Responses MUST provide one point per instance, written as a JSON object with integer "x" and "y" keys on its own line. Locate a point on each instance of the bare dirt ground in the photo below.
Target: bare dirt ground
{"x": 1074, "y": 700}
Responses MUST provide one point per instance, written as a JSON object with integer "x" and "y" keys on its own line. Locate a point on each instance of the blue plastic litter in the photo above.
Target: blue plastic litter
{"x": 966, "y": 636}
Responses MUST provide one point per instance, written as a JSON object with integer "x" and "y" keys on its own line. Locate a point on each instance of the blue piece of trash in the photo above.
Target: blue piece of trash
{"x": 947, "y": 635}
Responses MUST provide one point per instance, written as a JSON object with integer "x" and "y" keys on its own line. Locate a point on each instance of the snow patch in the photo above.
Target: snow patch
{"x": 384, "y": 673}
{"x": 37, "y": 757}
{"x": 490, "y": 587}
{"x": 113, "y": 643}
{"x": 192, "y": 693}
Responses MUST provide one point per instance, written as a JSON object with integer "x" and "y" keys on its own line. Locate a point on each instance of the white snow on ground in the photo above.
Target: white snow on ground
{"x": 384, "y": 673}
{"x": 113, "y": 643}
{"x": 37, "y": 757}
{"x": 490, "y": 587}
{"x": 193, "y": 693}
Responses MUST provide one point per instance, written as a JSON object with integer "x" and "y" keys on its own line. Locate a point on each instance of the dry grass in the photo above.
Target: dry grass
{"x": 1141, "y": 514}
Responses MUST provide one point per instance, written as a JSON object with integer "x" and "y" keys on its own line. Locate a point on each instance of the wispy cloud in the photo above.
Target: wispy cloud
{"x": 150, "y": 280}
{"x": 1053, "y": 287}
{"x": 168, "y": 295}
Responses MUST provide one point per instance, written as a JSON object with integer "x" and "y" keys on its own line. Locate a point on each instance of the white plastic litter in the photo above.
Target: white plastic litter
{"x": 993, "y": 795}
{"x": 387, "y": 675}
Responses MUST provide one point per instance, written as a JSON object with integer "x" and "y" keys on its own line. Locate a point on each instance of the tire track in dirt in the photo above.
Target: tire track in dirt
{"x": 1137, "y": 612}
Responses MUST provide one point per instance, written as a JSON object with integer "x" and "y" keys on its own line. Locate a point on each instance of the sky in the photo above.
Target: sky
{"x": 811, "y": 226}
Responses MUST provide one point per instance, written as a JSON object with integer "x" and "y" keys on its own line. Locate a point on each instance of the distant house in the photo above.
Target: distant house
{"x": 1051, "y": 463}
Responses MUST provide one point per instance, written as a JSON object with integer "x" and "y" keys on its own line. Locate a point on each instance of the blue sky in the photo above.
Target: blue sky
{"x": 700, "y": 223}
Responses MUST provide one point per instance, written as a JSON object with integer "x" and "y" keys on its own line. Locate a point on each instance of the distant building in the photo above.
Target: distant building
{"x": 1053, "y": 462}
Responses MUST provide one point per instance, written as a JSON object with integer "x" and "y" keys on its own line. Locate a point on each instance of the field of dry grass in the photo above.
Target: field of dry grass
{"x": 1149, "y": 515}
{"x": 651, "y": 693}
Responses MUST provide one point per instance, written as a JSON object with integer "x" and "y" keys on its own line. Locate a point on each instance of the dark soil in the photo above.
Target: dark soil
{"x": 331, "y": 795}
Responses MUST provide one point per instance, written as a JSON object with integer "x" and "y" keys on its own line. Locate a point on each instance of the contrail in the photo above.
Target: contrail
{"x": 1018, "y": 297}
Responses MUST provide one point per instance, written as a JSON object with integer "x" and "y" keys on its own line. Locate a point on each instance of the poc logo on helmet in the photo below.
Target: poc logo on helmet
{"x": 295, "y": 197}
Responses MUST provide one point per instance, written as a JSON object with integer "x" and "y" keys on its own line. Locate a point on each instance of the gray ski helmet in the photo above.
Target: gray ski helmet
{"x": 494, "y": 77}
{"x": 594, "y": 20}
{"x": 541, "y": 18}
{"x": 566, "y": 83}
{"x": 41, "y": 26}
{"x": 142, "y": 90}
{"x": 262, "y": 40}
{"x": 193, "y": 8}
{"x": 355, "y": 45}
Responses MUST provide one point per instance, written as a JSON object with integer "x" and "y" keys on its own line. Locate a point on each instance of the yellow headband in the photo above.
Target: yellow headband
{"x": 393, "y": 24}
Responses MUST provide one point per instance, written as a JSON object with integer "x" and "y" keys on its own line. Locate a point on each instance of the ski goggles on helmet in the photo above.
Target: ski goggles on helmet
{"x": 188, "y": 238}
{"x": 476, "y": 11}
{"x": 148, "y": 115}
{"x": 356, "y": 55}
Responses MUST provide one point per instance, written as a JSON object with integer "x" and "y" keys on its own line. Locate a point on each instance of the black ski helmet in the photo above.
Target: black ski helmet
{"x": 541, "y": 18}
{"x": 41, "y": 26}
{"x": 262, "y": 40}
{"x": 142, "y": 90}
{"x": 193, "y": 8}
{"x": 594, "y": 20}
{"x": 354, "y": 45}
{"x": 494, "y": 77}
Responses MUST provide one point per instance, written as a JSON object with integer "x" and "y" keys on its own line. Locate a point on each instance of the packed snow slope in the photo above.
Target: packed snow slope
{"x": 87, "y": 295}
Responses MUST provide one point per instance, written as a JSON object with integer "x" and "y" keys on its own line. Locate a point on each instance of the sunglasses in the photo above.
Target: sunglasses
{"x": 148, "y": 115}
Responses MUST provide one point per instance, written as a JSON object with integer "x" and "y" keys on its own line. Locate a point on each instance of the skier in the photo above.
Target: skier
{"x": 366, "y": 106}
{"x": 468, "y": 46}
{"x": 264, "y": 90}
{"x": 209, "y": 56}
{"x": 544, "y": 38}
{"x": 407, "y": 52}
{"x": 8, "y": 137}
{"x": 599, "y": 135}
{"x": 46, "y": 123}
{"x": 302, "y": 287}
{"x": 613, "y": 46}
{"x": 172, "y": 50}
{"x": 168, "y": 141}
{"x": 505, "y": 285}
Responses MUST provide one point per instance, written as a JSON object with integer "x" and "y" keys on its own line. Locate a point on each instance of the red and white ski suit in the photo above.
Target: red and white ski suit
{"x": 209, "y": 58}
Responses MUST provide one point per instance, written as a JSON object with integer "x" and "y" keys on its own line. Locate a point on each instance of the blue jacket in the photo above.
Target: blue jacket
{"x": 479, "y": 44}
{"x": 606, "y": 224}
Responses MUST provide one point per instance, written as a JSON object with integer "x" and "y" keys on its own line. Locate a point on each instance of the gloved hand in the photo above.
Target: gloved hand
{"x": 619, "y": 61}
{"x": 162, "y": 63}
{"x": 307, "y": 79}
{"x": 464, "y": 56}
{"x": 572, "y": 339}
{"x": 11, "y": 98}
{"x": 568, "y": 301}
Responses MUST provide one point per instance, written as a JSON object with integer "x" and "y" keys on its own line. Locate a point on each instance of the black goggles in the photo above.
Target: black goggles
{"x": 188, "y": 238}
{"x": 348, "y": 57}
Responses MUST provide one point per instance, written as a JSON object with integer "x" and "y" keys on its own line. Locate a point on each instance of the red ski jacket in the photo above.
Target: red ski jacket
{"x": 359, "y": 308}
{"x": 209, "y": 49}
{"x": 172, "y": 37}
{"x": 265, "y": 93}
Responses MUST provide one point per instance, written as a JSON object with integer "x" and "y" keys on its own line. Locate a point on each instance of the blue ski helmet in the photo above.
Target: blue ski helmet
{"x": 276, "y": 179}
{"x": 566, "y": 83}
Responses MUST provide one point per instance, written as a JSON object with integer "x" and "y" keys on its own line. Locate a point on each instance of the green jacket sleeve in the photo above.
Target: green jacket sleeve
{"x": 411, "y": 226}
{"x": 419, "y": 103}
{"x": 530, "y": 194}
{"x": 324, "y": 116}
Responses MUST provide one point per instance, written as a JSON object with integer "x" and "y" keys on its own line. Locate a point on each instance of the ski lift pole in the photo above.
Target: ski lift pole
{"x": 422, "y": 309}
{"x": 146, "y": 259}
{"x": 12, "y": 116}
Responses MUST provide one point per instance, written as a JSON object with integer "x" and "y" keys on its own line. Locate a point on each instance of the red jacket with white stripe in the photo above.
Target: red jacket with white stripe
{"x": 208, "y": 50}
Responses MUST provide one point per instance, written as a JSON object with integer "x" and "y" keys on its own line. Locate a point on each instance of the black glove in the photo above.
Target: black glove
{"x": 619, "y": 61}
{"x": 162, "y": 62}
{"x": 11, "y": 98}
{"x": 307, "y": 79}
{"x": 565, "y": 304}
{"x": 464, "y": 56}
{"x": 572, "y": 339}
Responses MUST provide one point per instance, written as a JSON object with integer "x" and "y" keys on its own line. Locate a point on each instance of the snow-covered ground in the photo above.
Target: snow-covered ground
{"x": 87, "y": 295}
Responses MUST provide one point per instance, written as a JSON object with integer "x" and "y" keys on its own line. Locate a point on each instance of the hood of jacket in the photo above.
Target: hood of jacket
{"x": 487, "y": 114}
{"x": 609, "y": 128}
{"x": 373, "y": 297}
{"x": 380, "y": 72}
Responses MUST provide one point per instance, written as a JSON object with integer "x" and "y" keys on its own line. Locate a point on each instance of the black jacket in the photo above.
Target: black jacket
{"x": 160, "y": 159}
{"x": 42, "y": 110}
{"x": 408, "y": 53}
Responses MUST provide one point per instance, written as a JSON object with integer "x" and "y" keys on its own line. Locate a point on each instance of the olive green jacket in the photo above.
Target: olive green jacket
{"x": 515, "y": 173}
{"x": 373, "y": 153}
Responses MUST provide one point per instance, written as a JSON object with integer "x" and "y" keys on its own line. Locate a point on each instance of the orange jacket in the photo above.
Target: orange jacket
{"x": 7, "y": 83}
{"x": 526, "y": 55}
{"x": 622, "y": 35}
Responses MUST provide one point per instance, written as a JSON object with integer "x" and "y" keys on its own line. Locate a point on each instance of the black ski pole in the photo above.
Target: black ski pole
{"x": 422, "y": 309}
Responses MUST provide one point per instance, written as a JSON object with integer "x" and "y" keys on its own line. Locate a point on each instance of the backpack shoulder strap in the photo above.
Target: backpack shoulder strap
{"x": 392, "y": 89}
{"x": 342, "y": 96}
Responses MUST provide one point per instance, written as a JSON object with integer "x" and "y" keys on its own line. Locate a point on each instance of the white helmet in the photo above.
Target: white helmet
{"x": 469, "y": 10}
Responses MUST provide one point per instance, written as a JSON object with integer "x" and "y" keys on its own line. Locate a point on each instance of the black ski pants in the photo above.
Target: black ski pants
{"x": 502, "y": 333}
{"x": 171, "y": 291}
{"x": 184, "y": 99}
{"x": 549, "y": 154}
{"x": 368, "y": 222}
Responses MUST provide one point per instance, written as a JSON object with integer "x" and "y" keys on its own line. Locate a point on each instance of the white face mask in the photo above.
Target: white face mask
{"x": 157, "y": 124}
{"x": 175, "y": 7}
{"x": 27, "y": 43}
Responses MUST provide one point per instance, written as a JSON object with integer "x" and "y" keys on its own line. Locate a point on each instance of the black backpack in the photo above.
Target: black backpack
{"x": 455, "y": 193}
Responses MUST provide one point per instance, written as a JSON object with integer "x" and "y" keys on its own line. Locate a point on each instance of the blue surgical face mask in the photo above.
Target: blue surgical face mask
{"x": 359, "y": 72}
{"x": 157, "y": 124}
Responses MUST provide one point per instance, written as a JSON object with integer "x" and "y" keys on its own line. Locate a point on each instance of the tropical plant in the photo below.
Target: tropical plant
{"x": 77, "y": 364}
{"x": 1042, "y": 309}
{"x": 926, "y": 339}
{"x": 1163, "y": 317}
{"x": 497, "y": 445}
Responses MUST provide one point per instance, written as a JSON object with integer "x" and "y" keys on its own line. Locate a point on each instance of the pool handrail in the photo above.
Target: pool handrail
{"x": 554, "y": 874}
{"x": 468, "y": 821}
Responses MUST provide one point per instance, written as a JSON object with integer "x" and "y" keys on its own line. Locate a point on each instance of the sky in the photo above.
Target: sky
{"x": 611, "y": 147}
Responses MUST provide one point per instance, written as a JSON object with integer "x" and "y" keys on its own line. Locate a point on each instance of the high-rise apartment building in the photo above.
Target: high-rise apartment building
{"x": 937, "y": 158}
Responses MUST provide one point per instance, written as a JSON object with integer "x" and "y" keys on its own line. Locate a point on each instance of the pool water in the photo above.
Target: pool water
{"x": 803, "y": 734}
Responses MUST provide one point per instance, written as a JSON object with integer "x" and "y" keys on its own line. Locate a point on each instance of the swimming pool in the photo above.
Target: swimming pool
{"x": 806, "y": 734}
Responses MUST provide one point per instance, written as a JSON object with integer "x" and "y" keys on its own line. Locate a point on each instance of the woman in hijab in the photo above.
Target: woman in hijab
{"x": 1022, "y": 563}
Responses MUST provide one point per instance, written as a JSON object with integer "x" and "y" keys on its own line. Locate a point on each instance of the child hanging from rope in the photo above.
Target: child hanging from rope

OBJECTIVE
Reproduce word for word the items starting at the line containing "plant in the photo below." and continuing through the final line of the items, including both of those lines.

SOLUTION FOR THIS TASK
Responses MUST provide one point per instance, written as a JSON object with integer "x" and "y" keys on its own line. Locate a point on each instance of the tropical plant in the photo below.
Target: tropical plant
{"x": 77, "y": 364}
{"x": 1042, "y": 309}
{"x": 926, "y": 339}
{"x": 1163, "y": 317}
{"x": 497, "y": 445}
Responses MUST provide one point per instance, written as a JSON object with integer "x" and "y" keys on its own line. Locate a point on each instance of the pool handrail in the photo above.
Target: pool handrail
{"x": 554, "y": 874}
{"x": 468, "y": 821}
Responses MUST provide one point per instance, written as a JSON object with integer "x" and "y" keys on its own line. Locate a point on each instance of the sky in the photo above.
Target: sky
{"x": 611, "y": 147}
Responses MUST provide one point per instance, written as a JSON object with integer "x" and "y" keys on its own line. Locate a point on each instance of the high-rise apartment building in the photo above.
Target: high-rise apartment building
{"x": 937, "y": 158}
Responses MUST provide one point per instance, written as a JSON object with integer "x" and "y" keys on its own line. Locate a point on each instance of the pool water in the photo above.
Target: pool water
{"x": 803, "y": 734}
Responses MUST provide one point per instance, written as a JSON object with integer "x" and "y" keys on its own line. Locate a point on each instance of the swimming pool in the photo above.
Target: swimming pool
{"x": 806, "y": 734}
Responses MUST provide one point per instance, written as a JSON object with integer "x" and "y" keys on its own line. Locate a point on each instance of the woman in hijab in the photo above.
Target: woman in hijab
{"x": 1022, "y": 563}
Responses MUST provide one point per instance, written as a JSON object with integer "x" and "y" keys on its own line. Locate a point on each instance of the child hanging from rope in the photo above.
Target: child hanging from rope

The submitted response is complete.